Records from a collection

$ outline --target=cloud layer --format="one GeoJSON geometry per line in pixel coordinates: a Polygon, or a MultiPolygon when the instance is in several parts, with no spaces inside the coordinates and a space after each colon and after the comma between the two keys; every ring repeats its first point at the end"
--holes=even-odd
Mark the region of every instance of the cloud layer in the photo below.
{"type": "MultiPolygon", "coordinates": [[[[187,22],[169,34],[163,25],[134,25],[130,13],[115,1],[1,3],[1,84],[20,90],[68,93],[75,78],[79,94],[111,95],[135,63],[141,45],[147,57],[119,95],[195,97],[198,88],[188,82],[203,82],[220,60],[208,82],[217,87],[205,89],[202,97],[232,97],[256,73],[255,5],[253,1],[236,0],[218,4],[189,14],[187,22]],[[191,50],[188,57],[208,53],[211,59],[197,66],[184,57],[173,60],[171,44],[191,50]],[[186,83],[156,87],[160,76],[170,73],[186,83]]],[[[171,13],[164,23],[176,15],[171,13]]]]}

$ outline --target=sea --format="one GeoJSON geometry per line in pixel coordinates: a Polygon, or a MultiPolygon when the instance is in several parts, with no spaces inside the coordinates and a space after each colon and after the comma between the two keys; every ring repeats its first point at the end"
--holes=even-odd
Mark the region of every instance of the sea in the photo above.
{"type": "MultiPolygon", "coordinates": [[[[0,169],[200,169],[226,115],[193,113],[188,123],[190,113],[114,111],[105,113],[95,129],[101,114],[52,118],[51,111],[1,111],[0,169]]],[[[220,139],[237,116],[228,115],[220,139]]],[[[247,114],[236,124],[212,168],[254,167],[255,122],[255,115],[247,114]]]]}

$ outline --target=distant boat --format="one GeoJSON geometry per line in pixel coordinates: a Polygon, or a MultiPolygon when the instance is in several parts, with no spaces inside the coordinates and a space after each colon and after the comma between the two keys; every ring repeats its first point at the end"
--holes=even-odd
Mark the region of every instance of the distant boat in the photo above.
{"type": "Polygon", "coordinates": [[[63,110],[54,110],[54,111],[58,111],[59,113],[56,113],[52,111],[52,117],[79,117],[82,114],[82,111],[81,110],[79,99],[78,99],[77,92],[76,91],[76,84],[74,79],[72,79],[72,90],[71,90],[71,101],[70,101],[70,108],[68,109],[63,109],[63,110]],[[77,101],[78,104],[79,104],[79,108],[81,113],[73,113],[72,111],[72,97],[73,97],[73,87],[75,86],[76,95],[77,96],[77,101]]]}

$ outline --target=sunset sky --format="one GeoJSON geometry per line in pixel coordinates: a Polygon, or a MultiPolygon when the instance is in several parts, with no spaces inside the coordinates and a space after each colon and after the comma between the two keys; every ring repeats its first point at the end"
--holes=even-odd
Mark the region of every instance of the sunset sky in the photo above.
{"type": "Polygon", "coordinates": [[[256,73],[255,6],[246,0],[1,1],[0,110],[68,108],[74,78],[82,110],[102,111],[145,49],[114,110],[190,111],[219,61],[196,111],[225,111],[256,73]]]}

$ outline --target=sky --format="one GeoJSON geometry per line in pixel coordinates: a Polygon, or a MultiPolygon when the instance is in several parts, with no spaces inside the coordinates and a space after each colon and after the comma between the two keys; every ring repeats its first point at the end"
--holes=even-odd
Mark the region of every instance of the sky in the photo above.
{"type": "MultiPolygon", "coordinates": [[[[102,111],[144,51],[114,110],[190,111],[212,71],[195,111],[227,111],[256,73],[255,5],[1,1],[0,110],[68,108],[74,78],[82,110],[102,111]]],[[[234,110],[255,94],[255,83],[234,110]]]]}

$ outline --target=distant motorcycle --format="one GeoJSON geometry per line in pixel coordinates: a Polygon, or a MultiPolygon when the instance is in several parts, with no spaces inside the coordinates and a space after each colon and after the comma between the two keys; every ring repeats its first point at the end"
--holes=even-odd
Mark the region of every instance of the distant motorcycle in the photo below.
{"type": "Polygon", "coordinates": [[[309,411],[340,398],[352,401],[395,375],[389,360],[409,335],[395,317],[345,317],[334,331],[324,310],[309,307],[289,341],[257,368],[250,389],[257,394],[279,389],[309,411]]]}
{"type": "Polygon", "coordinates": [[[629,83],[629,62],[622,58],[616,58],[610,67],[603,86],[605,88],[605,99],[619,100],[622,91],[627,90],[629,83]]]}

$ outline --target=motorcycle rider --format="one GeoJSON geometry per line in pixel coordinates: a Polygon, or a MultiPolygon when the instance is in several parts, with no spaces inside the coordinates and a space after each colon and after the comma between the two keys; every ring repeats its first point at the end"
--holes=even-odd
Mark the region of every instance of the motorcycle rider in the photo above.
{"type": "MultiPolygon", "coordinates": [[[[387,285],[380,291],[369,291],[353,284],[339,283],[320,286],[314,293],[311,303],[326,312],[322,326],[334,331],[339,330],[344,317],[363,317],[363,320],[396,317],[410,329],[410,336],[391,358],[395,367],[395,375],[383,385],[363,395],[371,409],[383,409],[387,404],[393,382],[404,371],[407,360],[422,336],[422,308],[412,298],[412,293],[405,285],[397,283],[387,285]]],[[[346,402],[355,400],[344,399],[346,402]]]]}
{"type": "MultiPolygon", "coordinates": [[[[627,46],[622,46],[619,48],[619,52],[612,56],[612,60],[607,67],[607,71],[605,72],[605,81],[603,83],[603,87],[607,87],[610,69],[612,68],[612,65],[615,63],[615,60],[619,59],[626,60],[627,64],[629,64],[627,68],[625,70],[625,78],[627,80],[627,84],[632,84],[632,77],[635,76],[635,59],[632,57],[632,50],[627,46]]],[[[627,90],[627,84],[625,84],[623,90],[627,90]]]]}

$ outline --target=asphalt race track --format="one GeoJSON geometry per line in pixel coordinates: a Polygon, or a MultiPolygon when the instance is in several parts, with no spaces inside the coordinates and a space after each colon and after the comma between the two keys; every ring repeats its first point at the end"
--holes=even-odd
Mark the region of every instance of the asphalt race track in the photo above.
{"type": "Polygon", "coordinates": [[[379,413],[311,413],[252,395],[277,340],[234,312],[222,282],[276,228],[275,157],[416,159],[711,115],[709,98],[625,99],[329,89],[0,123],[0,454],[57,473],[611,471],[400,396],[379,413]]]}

_Stated task_
Take the listing above and write it out again exactly.

_Completed task_
$ outline --target=cloud layer --format="one GeoJSON geometry per line in pixel coordinates: a Polygon, or a MultiPolygon when the instance is in several parts, with no spaces inside the coordinates and a space after each colon and after the comma between the two keys; every ring repeats its first point at the end"
--holes=even-odd
Mark the region of every instance of the cloud layer in the photo below.
{"type": "MultiPolygon", "coordinates": [[[[187,22],[169,34],[163,25],[134,25],[130,13],[115,1],[1,3],[1,84],[20,90],[68,93],[75,78],[79,94],[111,95],[135,63],[141,45],[147,57],[119,95],[195,97],[198,88],[188,82],[203,82],[220,60],[208,82],[217,87],[205,89],[202,97],[232,97],[256,73],[255,5],[253,1],[236,0],[218,4],[189,14],[187,22]],[[191,50],[188,57],[208,53],[211,59],[197,66],[184,57],[173,60],[171,44],[191,50]],[[186,83],[156,87],[160,76],[170,73],[186,83]]],[[[171,13],[164,23],[176,15],[171,13]]]]}

$ outline --target=sea --format="one GeoJSON geometry per line in pixel coordinates: a Polygon, or a MultiPolygon when the instance is in several parts, with no spaces inside the coordinates and a space after each colon and after the comma between the two keys; every ring repeats its first point at the end"
--holes=even-odd
Mark the region of every instance of the sea in the photo above.
{"type": "MultiPolygon", "coordinates": [[[[0,169],[200,169],[226,115],[193,113],[188,123],[190,113],[114,111],[105,113],[95,129],[101,114],[52,118],[51,111],[1,111],[0,169]]],[[[220,139],[237,116],[228,115],[220,139]]],[[[247,114],[236,124],[212,168],[254,167],[255,122],[255,115],[247,114]]]]}

$ outline --target=distant boat --format="one GeoJSON geometry per line in pixel coordinates: a Polygon, or a MultiPolygon when the instance is in several parts, with no spaces inside the coordinates and a space after each colon and after the comma between the two keys; every ring repeats its first point at the end"
--holes=even-odd
Mark the region of every instance of the distant boat in the photo above.
{"type": "Polygon", "coordinates": [[[63,110],[54,110],[54,111],[58,111],[59,113],[56,113],[52,111],[52,117],[79,117],[82,114],[82,111],[81,110],[79,99],[78,99],[77,92],[76,91],[76,84],[74,79],[72,79],[72,90],[71,90],[71,101],[70,101],[70,108],[68,109],[63,109],[63,110]],[[77,101],[78,104],[79,104],[79,108],[81,113],[73,113],[72,111],[72,97],[73,97],[73,87],[75,86],[76,95],[77,96],[77,101]]]}

$ outline --target=sunset sky --format="one GeoJSON geometry per line in pixel coordinates: a Polygon, or a MultiPolygon when the instance is in several parts, with no spaces inside the coordinates and a space after each colon and after the comma between the two keys; every ring repeats its first point at the end"
--holes=even-odd
Mark the region of every instance of the sunset sky in the photo above.
{"type": "Polygon", "coordinates": [[[256,73],[255,6],[246,0],[1,1],[0,110],[68,108],[74,78],[82,110],[102,111],[145,49],[114,110],[190,111],[219,61],[196,111],[225,111],[256,73]]]}

$ outline --target=sky --format="one GeoJSON geometry per line in pixel coordinates: a Polygon, or a MultiPolygon when the instance is in several parts, with no spaces inside the coordinates and a space after each colon and after the comma between the two keys; every ring repeats its first point at the end"
--holes=even-odd
Mark the region of every instance of the sky in the photo above.
{"type": "MultiPolygon", "coordinates": [[[[102,111],[144,51],[114,110],[190,111],[212,71],[195,111],[227,111],[256,73],[255,5],[1,1],[0,110],[68,108],[74,78],[82,110],[102,111]]],[[[234,110],[255,94],[255,83],[234,110]]]]}

$ outline --target=distant motorcycle --format="one GeoJSON geometry per line in pixel coordinates: a Polygon, or a MultiPolygon when the instance is in several parts, with no spaces inside the coordinates and a space after each colon and after the comma between the two keys; every ring repeats its first point at the end"
--holes=even-odd
Mark the region of every instance of the distant motorcycle in the photo below.
{"type": "Polygon", "coordinates": [[[309,411],[340,398],[352,401],[395,375],[389,360],[409,335],[395,317],[345,317],[334,331],[324,310],[309,307],[289,341],[257,368],[250,389],[257,394],[279,389],[309,411]]]}
{"type": "Polygon", "coordinates": [[[629,83],[629,62],[622,58],[616,58],[610,67],[603,86],[605,88],[605,99],[619,100],[622,91],[627,90],[629,83]]]}

$ outline --target=motorcycle rider --format="one GeoJSON geometry per line in pixel coordinates: a Polygon, or a MultiPolygon when the instance is in several parts, with no spaces inside the coordinates and a space after each colon and after the comma between the two keys; every ring repeats its first point at the end"
--holes=even-odd
Mark the region of every instance of the motorcycle rider in the photo above.
{"type": "MultiPolygon", "coordinates": [[[[387,285],[380,291],[369,291],[353,284],[339,283],[320,286],[314,293],[311,303],[326,312],[322,326],[334,331],[339,330],[344,317],[363,317],[363,320],[396,317],[410,329],[410,336],[391,358],[395,367],[395,375],[383,385],[363,395],[371,409],[383,409],[387,404],[393,382],[404,371],[407,360],[422,336],[422,308],[412,298],[412,293],[405,285],[397,283],[387,285]]],[[[346,402],[355,400],[344,399],[346,402]]]]}
{"type": "MultiPolygon", "coordinates": [[[[627,46],[622,46],[619,48],[619,52],[612,56],[612,60],[607,67],[607,71],[605,72],[605,81],[603,83],[603,87],[607,87],[610,69],[612,68],[612,65],[615,63],[615,60],[619,59],[626,60],[627,64],[629,64],[627,68],[625,70],[625,78],[627,80],[627,84],[632,84],[632,77],[635,76],[635,59],[632,57],[632,50],[627,46]]],[[[627,90],[627,84],[625,84],[623,90],[627,90]]]]}

$ outline --target=asphalt race track --format="one GeoJSON geometry per line in pixel coordinates: a Polygon, or a MultiPolygon when the instance is in several parts, with no spaces inside the coordinates and a space after each colon and after the comma between the two keys; every ring repeats its first point at the end"
--holes=even-odd
Mark the region of every instance of the asphalt race track in the photo above.
{"type": "Polygon", "coordinates": [[[379,413],[311,413],[252,395],[277,340],[234,312],[222,282],[276,228],[275,157],[416,159],[711,115],[709,98],[625,99],[329,89],[0,123],[0,454],[57,473],[611,471],[400,396],[379,413]]]}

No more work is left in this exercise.